The applicants had failed to explicitly address the issue of what measures should have been adopted by the State to constitute compliance with its obligation to provide access to basic public utilities, or how such measures would impact their personal situation. Nor had they provided any information which would allow the Court to assess whether the municipal authorities had de-prioritised their interests in the regulation of their settlements and access to safe drinking water in favour of other, less urgent measures and projects aimed at improving the infrastructure of the majority population. Notably, a non-negligible proportion of the Slovenian population living in remote areas did not have access to the public water supply system and had to rely on alternative means of private water supply, such as water tanks.

While not being an ideal or permanent solution, the positive steps taken by the authorities demonstrated that they had acknowledged the disadvantages suffered by the applicants as members of a vulnerable community and shown a degree of active engagement with their specific needs. As regards the State’s own legal and financial obligations in that regard, the Court took the view that, while it fell upon the State to address the inequalities in the provision of access to safe drinking water which disadvantaged Roma settlements, this could not be interpreted as including an obligation to bear the entire burden of providing running water to the applicants’ homes. In that respect, the applicants had not been prevented from making use of their social benefits to employ alternative solutions such as installing private water tanks or systems for collecting rainwater.
+ + + + + + +
- [About this task] Quote the passage on the applicants' access to safe drinking water from "While not being" to "for collecting rainwater.".
+ + + + + + +
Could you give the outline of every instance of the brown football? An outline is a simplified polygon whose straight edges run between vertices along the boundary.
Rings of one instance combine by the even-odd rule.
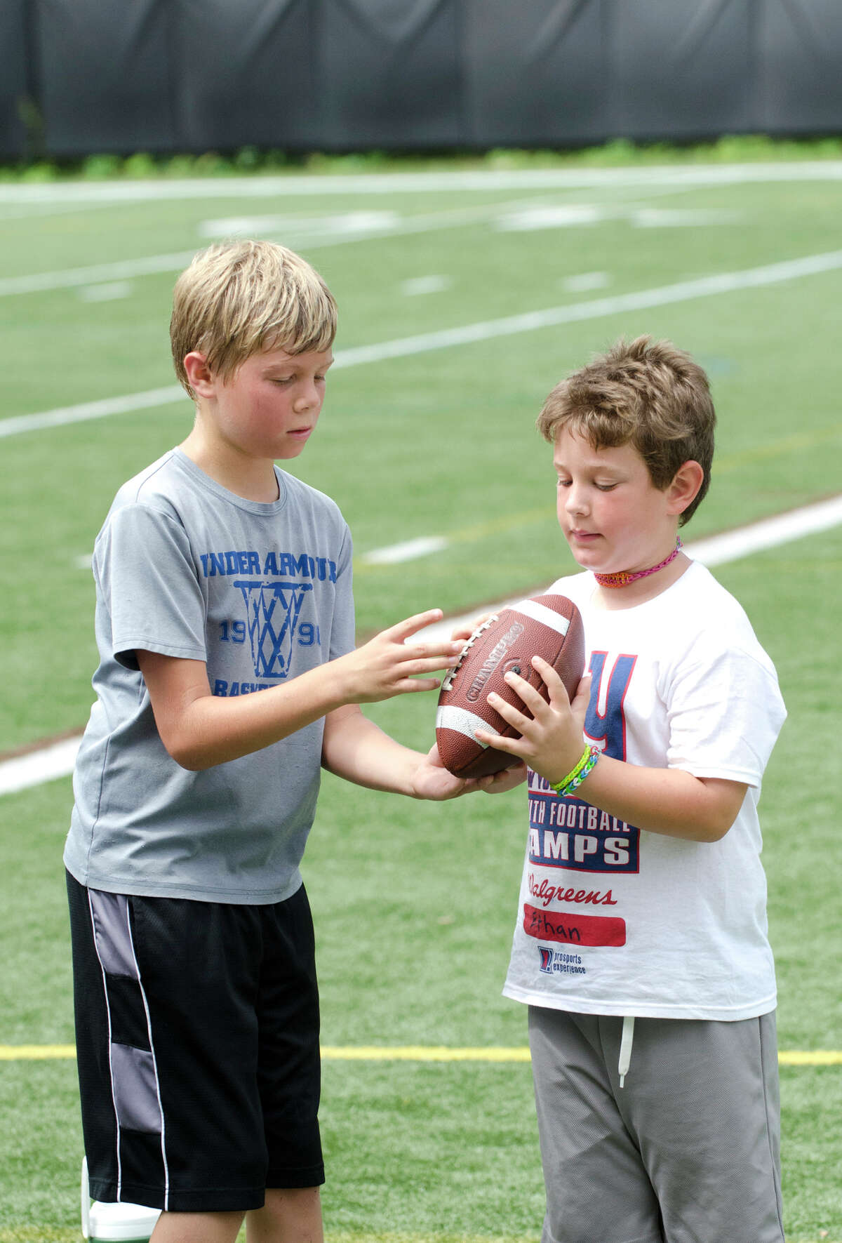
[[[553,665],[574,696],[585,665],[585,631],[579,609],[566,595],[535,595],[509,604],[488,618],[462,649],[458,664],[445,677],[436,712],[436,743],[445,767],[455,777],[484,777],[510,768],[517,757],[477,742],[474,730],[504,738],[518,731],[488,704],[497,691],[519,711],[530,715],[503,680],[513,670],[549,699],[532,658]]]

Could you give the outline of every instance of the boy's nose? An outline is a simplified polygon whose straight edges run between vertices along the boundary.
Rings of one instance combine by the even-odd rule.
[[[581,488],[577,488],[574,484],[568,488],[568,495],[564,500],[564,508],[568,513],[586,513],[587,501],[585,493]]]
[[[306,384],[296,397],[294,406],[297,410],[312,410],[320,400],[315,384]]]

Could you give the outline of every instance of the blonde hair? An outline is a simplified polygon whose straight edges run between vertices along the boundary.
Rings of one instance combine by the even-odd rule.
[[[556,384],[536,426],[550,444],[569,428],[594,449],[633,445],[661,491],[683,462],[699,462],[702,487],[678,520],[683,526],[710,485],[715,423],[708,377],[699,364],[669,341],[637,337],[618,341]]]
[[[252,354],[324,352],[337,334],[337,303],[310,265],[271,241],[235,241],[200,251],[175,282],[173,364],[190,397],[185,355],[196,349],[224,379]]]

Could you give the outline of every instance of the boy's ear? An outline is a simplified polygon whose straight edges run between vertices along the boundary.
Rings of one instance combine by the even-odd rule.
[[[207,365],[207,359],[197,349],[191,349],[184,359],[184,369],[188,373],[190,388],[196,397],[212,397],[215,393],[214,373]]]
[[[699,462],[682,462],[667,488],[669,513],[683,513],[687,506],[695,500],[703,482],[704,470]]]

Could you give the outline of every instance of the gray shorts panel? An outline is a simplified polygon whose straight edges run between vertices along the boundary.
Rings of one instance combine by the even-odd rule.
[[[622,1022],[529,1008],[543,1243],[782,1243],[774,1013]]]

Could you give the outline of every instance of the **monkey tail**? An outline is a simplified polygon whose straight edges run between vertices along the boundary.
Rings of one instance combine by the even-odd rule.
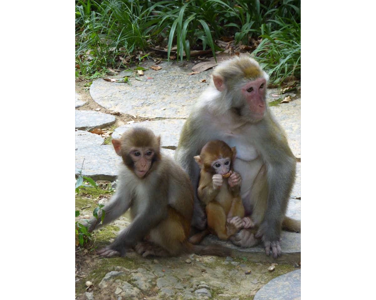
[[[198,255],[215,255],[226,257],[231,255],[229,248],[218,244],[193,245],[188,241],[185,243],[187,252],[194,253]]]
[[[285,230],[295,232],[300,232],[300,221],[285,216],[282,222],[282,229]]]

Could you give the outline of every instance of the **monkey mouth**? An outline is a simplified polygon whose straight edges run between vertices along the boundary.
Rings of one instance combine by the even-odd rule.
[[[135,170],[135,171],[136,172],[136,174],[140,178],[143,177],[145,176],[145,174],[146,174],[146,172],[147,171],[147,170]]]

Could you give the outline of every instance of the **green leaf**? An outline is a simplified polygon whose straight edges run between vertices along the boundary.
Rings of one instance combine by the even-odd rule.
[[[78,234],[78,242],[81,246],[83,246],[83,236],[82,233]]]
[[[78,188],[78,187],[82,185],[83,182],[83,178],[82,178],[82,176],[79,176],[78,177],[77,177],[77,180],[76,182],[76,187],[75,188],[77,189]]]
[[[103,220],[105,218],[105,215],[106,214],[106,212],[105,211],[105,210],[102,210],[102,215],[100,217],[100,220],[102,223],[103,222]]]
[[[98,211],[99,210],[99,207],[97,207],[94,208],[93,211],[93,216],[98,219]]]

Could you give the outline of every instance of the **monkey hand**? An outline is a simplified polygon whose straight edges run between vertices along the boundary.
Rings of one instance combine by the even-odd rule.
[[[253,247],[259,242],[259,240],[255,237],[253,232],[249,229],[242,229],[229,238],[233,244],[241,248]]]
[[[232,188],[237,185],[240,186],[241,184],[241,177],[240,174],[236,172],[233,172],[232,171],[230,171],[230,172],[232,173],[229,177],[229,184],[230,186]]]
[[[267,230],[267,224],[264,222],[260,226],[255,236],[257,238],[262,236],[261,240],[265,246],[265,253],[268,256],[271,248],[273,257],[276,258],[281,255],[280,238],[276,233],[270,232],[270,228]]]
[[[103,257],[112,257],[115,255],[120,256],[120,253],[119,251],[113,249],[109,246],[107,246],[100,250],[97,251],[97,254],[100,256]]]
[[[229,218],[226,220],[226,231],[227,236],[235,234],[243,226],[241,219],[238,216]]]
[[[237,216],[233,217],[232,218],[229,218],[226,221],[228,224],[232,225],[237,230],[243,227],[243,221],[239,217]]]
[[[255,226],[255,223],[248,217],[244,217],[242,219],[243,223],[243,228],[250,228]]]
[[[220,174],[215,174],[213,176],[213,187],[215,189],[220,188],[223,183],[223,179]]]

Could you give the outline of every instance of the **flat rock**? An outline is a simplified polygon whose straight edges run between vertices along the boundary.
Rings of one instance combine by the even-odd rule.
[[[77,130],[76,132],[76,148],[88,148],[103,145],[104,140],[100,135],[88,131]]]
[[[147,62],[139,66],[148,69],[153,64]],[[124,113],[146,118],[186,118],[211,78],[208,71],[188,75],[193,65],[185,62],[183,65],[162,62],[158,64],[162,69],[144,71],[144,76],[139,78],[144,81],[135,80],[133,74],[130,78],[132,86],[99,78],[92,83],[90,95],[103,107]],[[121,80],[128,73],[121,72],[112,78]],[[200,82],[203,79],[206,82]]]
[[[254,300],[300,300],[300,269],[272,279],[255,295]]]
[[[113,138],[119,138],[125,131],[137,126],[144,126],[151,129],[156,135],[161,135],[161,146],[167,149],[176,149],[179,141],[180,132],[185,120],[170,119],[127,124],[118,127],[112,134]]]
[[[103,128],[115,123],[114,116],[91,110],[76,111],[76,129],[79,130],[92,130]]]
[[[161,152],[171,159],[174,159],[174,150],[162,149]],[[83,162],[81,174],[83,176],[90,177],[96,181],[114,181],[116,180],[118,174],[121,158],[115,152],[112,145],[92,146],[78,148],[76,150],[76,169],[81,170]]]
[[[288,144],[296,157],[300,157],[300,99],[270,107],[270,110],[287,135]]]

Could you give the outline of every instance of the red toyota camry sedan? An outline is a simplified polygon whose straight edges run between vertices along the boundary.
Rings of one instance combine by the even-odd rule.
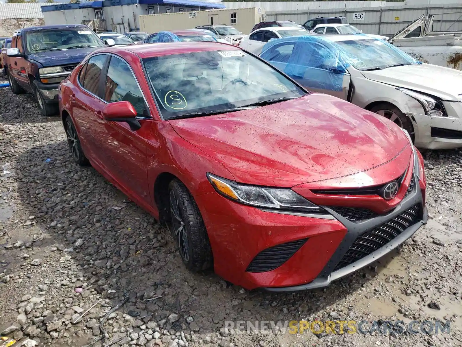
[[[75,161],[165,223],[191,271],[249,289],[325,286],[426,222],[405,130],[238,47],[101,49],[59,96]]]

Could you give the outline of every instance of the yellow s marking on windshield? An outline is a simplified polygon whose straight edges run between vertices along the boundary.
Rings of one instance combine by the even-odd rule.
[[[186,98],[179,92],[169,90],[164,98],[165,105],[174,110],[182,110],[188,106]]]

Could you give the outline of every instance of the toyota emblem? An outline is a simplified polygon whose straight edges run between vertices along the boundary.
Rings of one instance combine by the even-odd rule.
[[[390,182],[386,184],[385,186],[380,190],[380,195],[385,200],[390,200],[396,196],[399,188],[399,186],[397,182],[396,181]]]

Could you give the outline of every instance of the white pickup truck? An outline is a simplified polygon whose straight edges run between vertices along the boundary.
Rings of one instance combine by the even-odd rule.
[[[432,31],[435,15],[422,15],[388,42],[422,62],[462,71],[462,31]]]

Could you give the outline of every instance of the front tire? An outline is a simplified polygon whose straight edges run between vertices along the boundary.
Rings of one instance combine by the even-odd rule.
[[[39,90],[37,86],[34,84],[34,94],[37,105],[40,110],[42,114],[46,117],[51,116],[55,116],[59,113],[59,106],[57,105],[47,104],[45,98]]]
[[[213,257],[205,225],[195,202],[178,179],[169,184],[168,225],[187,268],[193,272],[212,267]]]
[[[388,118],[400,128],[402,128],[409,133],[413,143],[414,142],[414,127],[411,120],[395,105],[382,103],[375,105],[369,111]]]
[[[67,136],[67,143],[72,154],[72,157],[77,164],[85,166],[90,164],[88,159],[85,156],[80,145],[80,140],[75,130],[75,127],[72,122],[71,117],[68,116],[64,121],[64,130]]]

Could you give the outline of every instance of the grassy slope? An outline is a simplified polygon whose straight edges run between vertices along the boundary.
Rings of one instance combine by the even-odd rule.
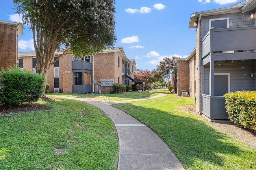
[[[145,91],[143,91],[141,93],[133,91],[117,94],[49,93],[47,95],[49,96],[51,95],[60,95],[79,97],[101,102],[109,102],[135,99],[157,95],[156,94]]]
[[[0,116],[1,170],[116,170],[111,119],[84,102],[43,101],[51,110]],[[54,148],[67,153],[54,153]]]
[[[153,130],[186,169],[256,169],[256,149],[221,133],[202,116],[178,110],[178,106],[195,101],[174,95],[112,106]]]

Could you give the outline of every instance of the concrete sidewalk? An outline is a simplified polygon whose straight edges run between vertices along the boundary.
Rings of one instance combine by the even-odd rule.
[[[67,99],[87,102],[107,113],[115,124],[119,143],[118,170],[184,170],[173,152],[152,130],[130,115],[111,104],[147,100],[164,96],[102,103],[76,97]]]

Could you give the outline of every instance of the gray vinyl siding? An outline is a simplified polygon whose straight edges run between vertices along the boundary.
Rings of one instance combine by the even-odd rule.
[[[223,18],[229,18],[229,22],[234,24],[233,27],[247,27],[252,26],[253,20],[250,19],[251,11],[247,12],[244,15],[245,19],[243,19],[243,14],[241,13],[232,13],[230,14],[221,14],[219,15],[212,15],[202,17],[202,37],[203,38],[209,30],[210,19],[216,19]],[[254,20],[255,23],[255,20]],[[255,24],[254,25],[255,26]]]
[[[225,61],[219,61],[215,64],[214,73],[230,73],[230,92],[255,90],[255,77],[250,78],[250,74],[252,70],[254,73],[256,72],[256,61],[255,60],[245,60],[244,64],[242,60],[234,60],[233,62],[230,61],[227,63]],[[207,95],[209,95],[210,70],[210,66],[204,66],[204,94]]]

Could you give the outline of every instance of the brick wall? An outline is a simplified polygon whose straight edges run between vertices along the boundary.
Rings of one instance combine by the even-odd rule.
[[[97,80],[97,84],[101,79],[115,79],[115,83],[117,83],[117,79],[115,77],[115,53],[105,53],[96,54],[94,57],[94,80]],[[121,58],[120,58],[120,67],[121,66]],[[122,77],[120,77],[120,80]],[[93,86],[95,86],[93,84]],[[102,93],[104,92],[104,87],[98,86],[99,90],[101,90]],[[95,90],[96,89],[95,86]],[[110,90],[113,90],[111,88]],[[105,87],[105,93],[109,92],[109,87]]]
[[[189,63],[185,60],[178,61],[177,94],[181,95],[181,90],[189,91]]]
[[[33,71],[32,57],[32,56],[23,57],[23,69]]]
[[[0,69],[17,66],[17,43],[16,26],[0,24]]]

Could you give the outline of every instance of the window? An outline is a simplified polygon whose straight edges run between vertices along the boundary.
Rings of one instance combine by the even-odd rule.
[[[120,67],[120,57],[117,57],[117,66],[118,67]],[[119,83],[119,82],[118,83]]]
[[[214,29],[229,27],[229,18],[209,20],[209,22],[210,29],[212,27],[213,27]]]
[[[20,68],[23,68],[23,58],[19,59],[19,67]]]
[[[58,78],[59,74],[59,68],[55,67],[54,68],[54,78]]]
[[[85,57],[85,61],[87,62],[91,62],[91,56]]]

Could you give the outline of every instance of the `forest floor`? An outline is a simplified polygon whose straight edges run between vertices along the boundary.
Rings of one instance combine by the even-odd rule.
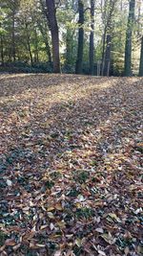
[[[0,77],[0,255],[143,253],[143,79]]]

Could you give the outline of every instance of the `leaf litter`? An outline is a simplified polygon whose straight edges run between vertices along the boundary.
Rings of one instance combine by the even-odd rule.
+ + + + + + +
- [Response to this task]
While not being an ideal or permanent solution, the positive steps taken by the authorities demonstrated that they had acknowledged the disadvantages suffered by the applicants as members of a vulnerable community and shown a degree of active engagement with their specific needs. As regards the State’s own legal and financial obligations in that regard, the Court took the view that, while it fell upon the State to address the inequalities in the provision of access to safe drinking water which disadvantaged Roma settlements, this could not be interpreted as including an obligation to bear the entire burden of providing running water to the applicants’ homes. In that respect, the applicants had not been prevented from making use of their social benefits to employ alternative solutions such as installing private water tanks or systems for collecting rainwater.